Document excerpt.
-- begin --

I saw the post and almost responded with the most inane thing I could think of, then thought better of it, believing you or a moderator would just get rid of it, and that that was the best way it would be handled---repeatedly, if necessary.

I believe the poster likes fat women, but I also believe his underlying message is "please shout at me", "please disapprove of me" and "please be outraged".

He's as transparent as my 80-year-old father, who in his dementia loves to approach the security desks in Manhattan offices and tell them he has a bomb, or go up to supersize men and say, DIABETES! in a loud, clear voice.

There are people who want attention, and will get it any way they can---praise or condemnation.


----------



## EvilBob (Dec 27, 2005)

I am a firm believer that our freedoms must be upheld 100% of the time -- even when it allows hateful things to happen. As long as no physical harm is threatened or implied, words should be given full range to fly.

When a community like this one decides it does not want a member involved, the membership at large should just ignore the person. As with most bad ideas, when ignored, they fade away. However, when engaged, they thrive -- and the temptation to engage can be overwhelming at times when someone is offensive enough.

I spent almost a decade in Washington politics, ending up in the Clinton White House of all places, and after years of thought on the subject, I have decided that we need to be absolute in our protections of our freedoms. 

Even now, when there is a decent case to be made for spying on phone calls and email communications from Americans to others, it must be protected. Because we too often think that our system will protect us from any truly dangerous people getting into power -- so, we can trust the administration to be respectful of our rights while upholding our security. The plain fact is that once you set a precedent for spying on Americans without warrants, the practice can become much more commonplace. Once we set a precedent for banning certain speech that we don't like, we run the risk of someone, someday not liking what we have to say -- and quieting us.

-- end --

Direction 1. According to the forum thread, how long did EvilBob spend in Washington politics?

Material supplied.
-- begin --

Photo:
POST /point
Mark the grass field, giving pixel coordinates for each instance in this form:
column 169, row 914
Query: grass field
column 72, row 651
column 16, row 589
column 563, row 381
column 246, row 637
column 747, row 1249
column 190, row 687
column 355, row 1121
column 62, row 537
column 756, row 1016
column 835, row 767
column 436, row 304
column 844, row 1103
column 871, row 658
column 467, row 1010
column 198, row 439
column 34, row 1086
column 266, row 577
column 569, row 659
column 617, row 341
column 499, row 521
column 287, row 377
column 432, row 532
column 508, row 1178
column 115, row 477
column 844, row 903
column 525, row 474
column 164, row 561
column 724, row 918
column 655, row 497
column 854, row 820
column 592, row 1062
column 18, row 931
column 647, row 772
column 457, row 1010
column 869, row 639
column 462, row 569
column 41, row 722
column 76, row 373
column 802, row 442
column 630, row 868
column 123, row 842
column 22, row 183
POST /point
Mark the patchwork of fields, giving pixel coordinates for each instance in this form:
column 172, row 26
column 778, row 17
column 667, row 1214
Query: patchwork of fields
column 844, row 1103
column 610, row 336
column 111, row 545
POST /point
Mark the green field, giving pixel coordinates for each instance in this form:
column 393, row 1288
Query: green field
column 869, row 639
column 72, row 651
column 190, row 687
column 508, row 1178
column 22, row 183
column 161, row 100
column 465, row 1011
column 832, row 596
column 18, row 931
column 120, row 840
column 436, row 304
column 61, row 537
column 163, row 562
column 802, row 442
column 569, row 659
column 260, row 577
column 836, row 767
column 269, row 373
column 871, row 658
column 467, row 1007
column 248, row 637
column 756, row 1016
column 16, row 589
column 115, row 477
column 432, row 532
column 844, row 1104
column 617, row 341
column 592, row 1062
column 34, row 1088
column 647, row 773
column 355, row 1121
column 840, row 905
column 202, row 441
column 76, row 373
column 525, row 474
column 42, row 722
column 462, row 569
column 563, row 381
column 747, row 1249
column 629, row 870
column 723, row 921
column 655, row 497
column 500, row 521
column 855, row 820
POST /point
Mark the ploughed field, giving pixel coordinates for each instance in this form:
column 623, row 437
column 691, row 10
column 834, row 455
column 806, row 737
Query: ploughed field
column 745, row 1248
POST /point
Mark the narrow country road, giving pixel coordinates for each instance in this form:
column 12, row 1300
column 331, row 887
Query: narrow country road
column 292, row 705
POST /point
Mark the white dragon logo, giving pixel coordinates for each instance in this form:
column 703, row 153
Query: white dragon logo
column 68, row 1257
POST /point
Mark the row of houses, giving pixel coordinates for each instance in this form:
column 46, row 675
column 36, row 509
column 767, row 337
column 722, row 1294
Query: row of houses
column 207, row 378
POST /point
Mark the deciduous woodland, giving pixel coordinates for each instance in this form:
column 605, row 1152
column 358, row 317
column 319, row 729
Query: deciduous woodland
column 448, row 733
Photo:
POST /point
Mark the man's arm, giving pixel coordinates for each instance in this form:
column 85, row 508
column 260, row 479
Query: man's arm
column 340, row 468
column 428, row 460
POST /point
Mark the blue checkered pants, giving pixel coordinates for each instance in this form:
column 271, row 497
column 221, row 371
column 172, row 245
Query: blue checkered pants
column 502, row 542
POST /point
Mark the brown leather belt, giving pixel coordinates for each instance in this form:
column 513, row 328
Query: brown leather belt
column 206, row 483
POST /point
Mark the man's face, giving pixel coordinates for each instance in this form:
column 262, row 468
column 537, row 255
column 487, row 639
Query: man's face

-- end --

Direction 2. Print the listing from its first line through the line containing "column 111, row 545", including both of those lines.

Result 1. Almost a decade.

Result 2.
Photo:
POST /point
Mark the grass field, giving pixel coordinates for each instance in this form:
column 169, row 914
Query: grass field
column 72, row 651
column 16, row 589
column 563, row 381
column 246, row 637
column 747, row 1249
column 190, row 687
column 355, row 1121
column 62, row 537
column 756, row 1016
column 835, row 767
column 436, row 304
column 844, row 1103
column 871, row 658
column 467, row 1010
column 198, row 439
column 34, row 1086
column 266, row 577
column 569, row 659
column 617, row 341
column 499, row 521
column 287, row 377
column 432, row 532
column 508, row 1178
column 115, row 477
column 844, row 903
column 525, row 474
column 164, row 561
column 724, row 918
column 655, row 497
column 854, row 820
column 592, row 1062
column 18, row 931
column 647, row 772
column 457, row 1010
column 869, row 639
column 462, row 569
column 41, row 722
column 76, row 373
column 802, row 442
column 630, row 868
column 123, row 842
column 22, row 183
POST /point
Mark the patchwork of fields, giving pixel coordinates for each instance in this form:
column 172, row 26
column 778, row 17
column 667, row 1214
Query: patchwork of fields
column 844, row 1103
column 610, row 336
column 111, row 545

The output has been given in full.